Count up the lines below in which the string "shirt" appears. The reply should be that number alone.

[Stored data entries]
· · · ·

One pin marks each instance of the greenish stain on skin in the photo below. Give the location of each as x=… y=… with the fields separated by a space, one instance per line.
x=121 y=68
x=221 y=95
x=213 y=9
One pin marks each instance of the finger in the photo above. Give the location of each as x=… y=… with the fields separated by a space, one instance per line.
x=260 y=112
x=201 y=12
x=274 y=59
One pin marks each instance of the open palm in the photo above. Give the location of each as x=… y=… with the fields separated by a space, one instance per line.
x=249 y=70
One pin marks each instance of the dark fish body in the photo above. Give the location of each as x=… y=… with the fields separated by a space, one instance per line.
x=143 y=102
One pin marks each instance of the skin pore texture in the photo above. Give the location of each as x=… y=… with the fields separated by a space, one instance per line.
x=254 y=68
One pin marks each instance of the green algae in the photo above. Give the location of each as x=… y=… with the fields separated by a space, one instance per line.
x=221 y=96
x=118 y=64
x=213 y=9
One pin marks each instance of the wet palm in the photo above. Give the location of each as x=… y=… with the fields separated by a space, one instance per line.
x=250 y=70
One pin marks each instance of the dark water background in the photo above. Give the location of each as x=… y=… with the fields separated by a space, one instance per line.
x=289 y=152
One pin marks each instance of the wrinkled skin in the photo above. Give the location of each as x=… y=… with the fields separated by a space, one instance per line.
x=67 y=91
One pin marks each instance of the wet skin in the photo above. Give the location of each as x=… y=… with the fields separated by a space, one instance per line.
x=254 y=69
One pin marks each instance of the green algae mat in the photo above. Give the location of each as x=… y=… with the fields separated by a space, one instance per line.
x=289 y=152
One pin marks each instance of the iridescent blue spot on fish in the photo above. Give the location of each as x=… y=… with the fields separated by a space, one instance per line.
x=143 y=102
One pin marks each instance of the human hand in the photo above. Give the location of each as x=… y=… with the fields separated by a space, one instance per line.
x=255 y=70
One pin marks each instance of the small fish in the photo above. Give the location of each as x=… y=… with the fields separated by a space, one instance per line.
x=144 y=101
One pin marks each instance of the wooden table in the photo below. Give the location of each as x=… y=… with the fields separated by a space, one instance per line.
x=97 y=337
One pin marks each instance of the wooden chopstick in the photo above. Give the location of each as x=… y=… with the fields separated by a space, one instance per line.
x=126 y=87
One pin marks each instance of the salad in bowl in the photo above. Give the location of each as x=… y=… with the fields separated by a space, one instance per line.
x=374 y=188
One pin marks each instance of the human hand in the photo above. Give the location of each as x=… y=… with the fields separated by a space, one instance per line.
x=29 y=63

· · · ·

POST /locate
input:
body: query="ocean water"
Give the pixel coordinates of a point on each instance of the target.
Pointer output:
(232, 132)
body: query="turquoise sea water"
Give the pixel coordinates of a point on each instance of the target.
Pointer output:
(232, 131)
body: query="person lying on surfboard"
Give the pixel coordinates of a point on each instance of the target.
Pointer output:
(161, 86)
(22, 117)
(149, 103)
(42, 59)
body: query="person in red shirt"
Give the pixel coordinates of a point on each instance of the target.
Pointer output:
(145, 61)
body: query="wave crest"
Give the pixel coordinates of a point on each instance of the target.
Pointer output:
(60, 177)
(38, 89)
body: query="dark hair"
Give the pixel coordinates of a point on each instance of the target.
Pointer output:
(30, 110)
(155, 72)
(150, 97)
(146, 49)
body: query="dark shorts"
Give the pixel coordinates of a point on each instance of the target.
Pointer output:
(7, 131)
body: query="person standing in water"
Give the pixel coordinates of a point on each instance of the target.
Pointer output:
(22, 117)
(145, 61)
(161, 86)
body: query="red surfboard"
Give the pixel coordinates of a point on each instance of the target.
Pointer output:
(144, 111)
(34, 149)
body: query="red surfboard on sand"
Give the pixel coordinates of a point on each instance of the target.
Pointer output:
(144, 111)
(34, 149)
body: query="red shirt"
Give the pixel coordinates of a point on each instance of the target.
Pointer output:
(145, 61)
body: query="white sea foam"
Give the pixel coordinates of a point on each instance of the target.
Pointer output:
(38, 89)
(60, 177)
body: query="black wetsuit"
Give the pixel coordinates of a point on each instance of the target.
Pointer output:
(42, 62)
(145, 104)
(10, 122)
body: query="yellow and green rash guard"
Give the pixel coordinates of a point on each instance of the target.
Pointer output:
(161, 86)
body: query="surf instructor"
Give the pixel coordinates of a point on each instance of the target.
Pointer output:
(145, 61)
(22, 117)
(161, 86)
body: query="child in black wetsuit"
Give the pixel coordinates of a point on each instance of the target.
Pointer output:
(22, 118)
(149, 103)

· · · ·

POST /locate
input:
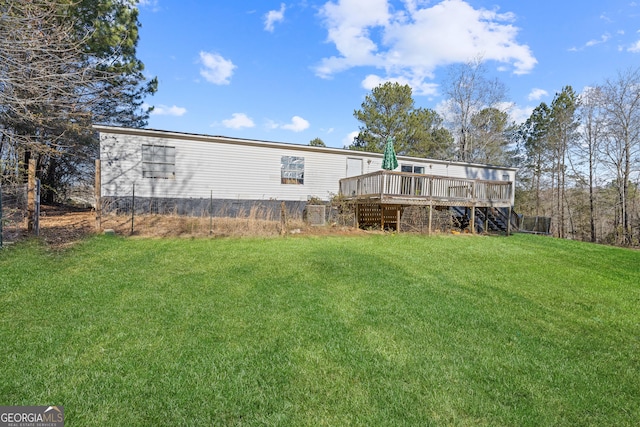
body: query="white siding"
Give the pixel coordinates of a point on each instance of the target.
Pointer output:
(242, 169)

· · · ·

**Response**
2